From the point of view of the law and the market, cyberspace is simply too damned dodgy and unpredictable; from the point of view of many local systems of mores, the net is a breeding ground for disgusting vices. Governments want to govern, enterprises want to conduct business; moral communities want to make boundaries. By its nature, the net has interfered with all these activities. Hence, they say, Something Must Be Done.

And Lessig has come to tell us that something can, alas, be done. Cyberspace is regulable, not as we have fondly thought, inherently free. Further, as forces other than code exert more severe pressures, it is unavoidable that change will occur.

The MPAA Versus iCraveTV and the Rest of US

At this point, all this may seem a bit abstract. Let me bring it down to ... well, I suppose not earth, since we're talking about the net ... down to brass tacks, then, or the place where the rubber meets the road, the res.

Copyright has generated lots of action lately on the web and in the news. There's MP3, and there's the Napster thing, which is driving the recording industry bonkers and seems likely to establish a legal precedent, for better or for ill..

There's also the (probably) less well-known case of the Canadian site, iCraveTV.com, which was webcasting—or rebroadcasting on the web—Canadian and American television content, which is perfectly legal in Canada, though not in the US. It was doing so that is, until the Motion Picture Association of America (MPAA), with the despicable Jack Valenti singing lead, put a stop to it.

=== YOUR OBJECTIVE ===
Reproduce the stretch of the text on cyberspace regulation from "And Lessig has" through "change will occur.". The rows that come next are separate material and have no connection to the text on cyberspace regulation.

=== SUPPLIED INFORMATION ===

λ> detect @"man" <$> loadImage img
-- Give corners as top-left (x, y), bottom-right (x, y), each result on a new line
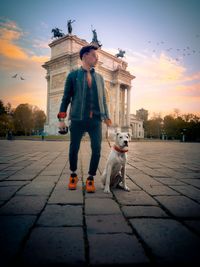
top-left (57, 45), bottom-right (111, 193)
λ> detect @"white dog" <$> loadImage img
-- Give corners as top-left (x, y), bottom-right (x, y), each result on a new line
top-left (101, 132), bottom-right (130, 193)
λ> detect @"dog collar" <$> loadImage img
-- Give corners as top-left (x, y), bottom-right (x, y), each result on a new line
top-left (113, 145), bottom-right (128, 153)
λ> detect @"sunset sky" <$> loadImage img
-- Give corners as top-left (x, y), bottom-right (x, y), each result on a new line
top-left (0, 0), bottom-right (200, 118)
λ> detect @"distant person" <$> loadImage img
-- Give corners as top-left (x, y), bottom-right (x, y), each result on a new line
top-left (57, 45), bottom-right (111, 193)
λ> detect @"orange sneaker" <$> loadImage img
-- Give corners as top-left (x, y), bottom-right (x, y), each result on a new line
top-left (85, 176), bottom-right (96, 193)
top-left (68, 173), bottom-right (78, 190)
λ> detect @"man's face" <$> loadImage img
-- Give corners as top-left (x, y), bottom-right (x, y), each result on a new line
top-left (84, 49), bottom-right (98, 67)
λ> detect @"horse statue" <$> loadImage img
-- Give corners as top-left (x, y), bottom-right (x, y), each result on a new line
top-left (51, 28), bottom-right (64, 39)
top-left (91, 26), bottom-right (102, 47)
top-left (67, 19), bottom-right (75, 34)
top-left (115, 48), bottom-right (126, 57)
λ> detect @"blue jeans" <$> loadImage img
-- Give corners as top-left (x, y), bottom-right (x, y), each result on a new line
top-left (69, 117), bottom-right (102, 176)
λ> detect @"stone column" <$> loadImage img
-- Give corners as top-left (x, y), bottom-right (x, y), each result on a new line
top-left (126, 87), bottom-right (131, 127)
top-left (45, 73), bottom-right (50, 124)
top-left (115, 83), bottom-right (120, 126)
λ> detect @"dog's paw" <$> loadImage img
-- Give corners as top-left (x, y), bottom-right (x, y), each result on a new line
top-left (101, 184), bottom-right (105, 189)
top-left (104, 187), bottom-right (110, 194)
top-left (123, 185), bottom-right (130, 192)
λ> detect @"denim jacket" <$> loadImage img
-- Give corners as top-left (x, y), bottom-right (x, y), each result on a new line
top-left (57, 67), bottom-right (109, 120)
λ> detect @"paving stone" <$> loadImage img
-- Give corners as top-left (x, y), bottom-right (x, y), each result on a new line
top-left (0, 185), bottom-right (20, 200)
top-left (184, 220), bottom-right (200, 234)
top-left (143, 185), bottom-right (180, 196)
top-left (0, 196), bottom-right (46, 214)
top-left (113, 190), bottom-right (158, 205)
top-left (171, 185), bottom-right (200, 202)
top-left (37, 205), bottom-right (83, 226)
top-left (155, 177), bottom-right (185, 185)
top-left (22, 227), bottom-right (85, 266)
top-left (130, 218), bottom-right (200, 266)
top-left (85, 198), bottom-right (121, 215)
top-left (33, 175), bottom-right (59, 183)
top-left (184, 179), bottom-right (200, 188)
top-left (48, 181), bottom-right (83, 204)
top-left (7, 173), bottom-right (36, 181)
top-left (0, 215), bottom-right (36, 266)
top-left (0, 180), bottom-right (30, 187)
top-left (88, 233), bottom-right (148, 266)
top-left (86, 214), bottom-right (132, 234)
top-left (40, 171), bottom-right (62, 176)
top-left (17, 181), bottom-right (55, 196)
top-left (122, 206), bottom-right (168, 218)
top-left (155, 196), bottom-right (200, 217)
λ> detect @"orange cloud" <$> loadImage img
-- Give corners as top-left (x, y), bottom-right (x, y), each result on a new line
top-left (0, 22), bottom-right (28, 59)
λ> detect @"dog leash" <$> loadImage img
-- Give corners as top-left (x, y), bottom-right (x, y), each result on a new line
top-left (106, 126), bottom-right (112, 148)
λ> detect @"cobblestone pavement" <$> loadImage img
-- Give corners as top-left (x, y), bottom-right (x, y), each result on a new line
top-left (0, 141), bottom-right (200, 266)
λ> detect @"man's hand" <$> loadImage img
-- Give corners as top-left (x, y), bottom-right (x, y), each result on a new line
top-left (58, 121), bottom-right (68, 134)
top-left (58, 121), bottom-right (66, 129)
top-left (104, 119), bottom-right (112, 127)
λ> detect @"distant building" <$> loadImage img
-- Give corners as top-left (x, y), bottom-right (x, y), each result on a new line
top-left (42, 34), bottom-right (135, 134)
top-left (136, 108), bottom-right (149, 122)
top-left (130, 114), bottom-right (144, 138)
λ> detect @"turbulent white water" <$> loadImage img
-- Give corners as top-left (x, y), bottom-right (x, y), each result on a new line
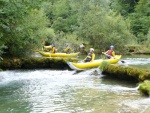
top-left (0, 58), bottom-right (150, 113)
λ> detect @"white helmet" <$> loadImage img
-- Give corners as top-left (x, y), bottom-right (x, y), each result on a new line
top-left (90, 48), bottom-right (94, 51)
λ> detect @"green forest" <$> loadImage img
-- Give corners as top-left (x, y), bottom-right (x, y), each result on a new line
top-left (0, 0), bottom-right (150, 57)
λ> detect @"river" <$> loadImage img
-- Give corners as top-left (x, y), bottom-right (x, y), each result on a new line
top-left (0, 55), bottom-right (150, 113)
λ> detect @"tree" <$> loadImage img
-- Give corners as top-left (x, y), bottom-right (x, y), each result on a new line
top-left (0, 0), bottom-right (52, 57)
top-left (77, 0), bottom-right (136, 51)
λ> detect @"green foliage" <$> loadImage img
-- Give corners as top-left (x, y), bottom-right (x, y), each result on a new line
top-left (0, 0), bottom-right (53, 56)
top-left (110, 0), bottom-right (139, 18)
top-left (48, 0), bottom-right (77, 33)
top-left (52, 32), bottom-right (82, 52)
top-left (77, 2), bottom-right (135, 51)
top-left (130, 0), bottom-right (150, 43)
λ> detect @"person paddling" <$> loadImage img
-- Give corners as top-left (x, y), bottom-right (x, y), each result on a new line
top-left (51, 44), bottom-right (56, 53)
top-left (83, 48), bottom-right (95, 62)
top-left (102, 45), bottom-right (115, 59)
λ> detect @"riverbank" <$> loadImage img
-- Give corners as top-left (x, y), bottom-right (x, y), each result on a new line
top-left (100, 63), bottom-right (150, 96)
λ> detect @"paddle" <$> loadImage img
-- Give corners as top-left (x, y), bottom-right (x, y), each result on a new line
top-left (102, 52), bottom-right (126, 63)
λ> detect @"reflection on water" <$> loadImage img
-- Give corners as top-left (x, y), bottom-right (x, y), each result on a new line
top-left (0, 69), bottom-right (150, 113)
top-left (0, 54), bottom-right (150, 113)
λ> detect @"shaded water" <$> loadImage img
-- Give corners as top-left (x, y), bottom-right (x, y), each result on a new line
top-left (0, 54), bottom-right (150, 113)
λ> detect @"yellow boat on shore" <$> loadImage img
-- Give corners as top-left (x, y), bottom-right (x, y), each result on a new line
top-left (67, 55), bottom-right (121, 70)
top-left (39, 51), bottom-right (79, 57)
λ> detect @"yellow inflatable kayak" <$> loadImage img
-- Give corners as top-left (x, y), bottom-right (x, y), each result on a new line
top-left (39, 51), bottom-right (79, 57)
top-left (67, 55), bottom-right (121, 70)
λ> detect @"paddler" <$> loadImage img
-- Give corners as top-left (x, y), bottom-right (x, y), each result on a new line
top-left (84, 48), bottom-right (95, 62)
top-left (51, 44), bottom-right (57, 53)
top-left (102, 45), bottom-right (115, 59)
top-left (64, 44), bottom-right (72, 54)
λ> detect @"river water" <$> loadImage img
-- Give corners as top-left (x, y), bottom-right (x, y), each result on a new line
top-left (0, 55), bottom-right (150, 113)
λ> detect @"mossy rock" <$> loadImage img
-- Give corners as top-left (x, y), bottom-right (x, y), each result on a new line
top-left (102, 64), bottom-right (150, 82)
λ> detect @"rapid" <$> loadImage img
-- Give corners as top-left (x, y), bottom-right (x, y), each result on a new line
top-left (0, 56), bottom-right (150, 113)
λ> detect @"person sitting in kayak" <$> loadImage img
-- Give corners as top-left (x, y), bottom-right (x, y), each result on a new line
top-left (83, 48), bottom-right (95, 62)
top-left (51, 44), bottom-right (57, 53)
top-left (43, 45), bottom-right (52, 52)
top-left (102, 45), bottom-right (115, 59)
top-left (64, 44), bottom-right (72, 54)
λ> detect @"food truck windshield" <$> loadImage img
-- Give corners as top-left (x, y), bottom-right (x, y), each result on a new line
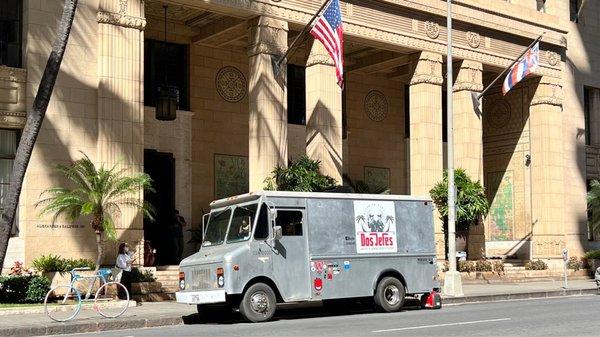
top-left (202, 203), bottom-right (257, 247)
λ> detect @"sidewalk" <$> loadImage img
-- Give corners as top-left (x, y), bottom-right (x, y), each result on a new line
top-left (0, 280), bottom-right (600, 337)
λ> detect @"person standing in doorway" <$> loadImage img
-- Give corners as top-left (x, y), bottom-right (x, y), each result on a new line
top-left (116, 242), bottom-right (135, 299)
top-left (173, 210), bottom-right (187, 263)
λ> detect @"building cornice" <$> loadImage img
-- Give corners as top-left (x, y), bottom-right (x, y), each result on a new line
top-left (96, 11), bottom-right (146, 31)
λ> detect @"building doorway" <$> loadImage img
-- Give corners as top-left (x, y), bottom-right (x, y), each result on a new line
top-left (144, 149), bottom-right (179, 266)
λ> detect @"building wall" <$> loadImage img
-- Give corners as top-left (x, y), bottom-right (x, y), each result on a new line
top-left (19, 0), bottom-right (99, 264)
top-left (344, 73), bottom-right (406, 194)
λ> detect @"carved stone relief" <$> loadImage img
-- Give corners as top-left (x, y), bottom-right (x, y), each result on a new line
top-left (365, 90), bottom-right (388, 122)
top-left (425, 21), bottom-right (440, 39)
top-left (215, 66), bottom-right (248, 102)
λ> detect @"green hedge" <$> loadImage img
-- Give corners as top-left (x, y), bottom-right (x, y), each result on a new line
top-left (0, 275), bottom-right (50, 303)
top-left (31, 255), bottom-right (96, 273)
top-left (584, 249), bottom-right (600, 260)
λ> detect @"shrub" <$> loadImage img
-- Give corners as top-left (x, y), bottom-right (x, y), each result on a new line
top-left (31, 255), bottom-right (96, 273)
top-left (584, 249), bottom-right (600, 260)
top-left (492, 261), bottom-right (504, 275)
top-left (475, 260), bottom-right (494, 271)
top-left (25, 276), bottom-right (50, 303)
top-left (0, 276), bottom-right (31, 303)
top-left (525, 260), bottom-right (548, 270)
top-left (31, 255), bottom-right (66, 273)
top-left (567, 256), bottom-right (583, 271)
top-left (458, 261), bottom-right (477, 273)
top-left (131, 268), bottom-right (156, 282)
top-left (65, 259), bottom-right (96, 271)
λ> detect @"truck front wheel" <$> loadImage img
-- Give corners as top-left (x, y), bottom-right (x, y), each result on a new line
top-left (240, 283), bottom-right (277, 323)
top-left (374, 276), bottom-right (406, 312)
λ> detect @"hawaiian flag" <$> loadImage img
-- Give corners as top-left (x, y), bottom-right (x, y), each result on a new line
top-left (502, 42), bottom-right (540, 95)
top-left (310, 0), bottom-right (344, 87)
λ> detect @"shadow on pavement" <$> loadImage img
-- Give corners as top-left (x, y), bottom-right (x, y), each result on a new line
top-left (182, 299), bottom-right (421, 325)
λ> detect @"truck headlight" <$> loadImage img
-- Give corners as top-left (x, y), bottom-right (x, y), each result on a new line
top-left (217, 268), bottom-right (225, 288)
top-left (179, 271), bottom-right (185, 290)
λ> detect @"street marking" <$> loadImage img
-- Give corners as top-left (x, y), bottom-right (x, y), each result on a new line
top-left (371, 318), bottom-right (510, 333)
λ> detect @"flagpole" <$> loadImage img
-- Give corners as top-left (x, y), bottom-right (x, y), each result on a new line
top-left (277, 0), bottom-right (331, 68)
top-left (476, 32), bottom-right (546, 101)
top-left (444, 0), bottom-right (463, 296)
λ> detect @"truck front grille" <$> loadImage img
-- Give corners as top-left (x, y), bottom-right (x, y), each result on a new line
top-left (189, 268), bottom-right (212, 290)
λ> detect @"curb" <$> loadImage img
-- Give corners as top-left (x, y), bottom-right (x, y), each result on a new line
top-left (0, 288), bottom-right (599, 337)
top-left (442, 288), bottom-right (599, 304)
top-left (0, 316), bottom-right (183, 337)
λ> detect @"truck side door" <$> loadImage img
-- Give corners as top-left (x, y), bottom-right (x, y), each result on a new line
top-left (273, 209), bottom-right (310, 301)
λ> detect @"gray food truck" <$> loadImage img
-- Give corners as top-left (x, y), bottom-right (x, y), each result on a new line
top-left (176, 191), bottom-right (439, 322)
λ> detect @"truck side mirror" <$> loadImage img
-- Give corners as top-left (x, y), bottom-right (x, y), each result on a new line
top-left (269, 208), bottom-right (277, 222)
top-left (273, 226), bottom-right (283, 240)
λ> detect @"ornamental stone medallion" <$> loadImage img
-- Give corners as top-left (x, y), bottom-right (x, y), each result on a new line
top-left (215, 66), bottom-right (248, 103)
top-left (425, 21), bottom-right (440, 39)
top-left (546, 51), bottom-right (560, 66)
top-left (487, 100), bottom-right (511, 129)
top-left (365, 90), bottom-right (388, 122)
top-left (467, 32), bottom-right (481, 48)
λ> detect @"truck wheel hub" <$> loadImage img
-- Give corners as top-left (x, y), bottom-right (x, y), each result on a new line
top-left (383, 285), bottom-right (400, 305)
top-left (250, 293), bottom-right (269, 314)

=== SOLUTION ===
And Lessig has come to tell us that something can, alas, be done. Cyberspace is regulable, not as we have fondly thought, inherently free. Further, as forces other than code exert more severe pressures, it is unavoidable that change will occur.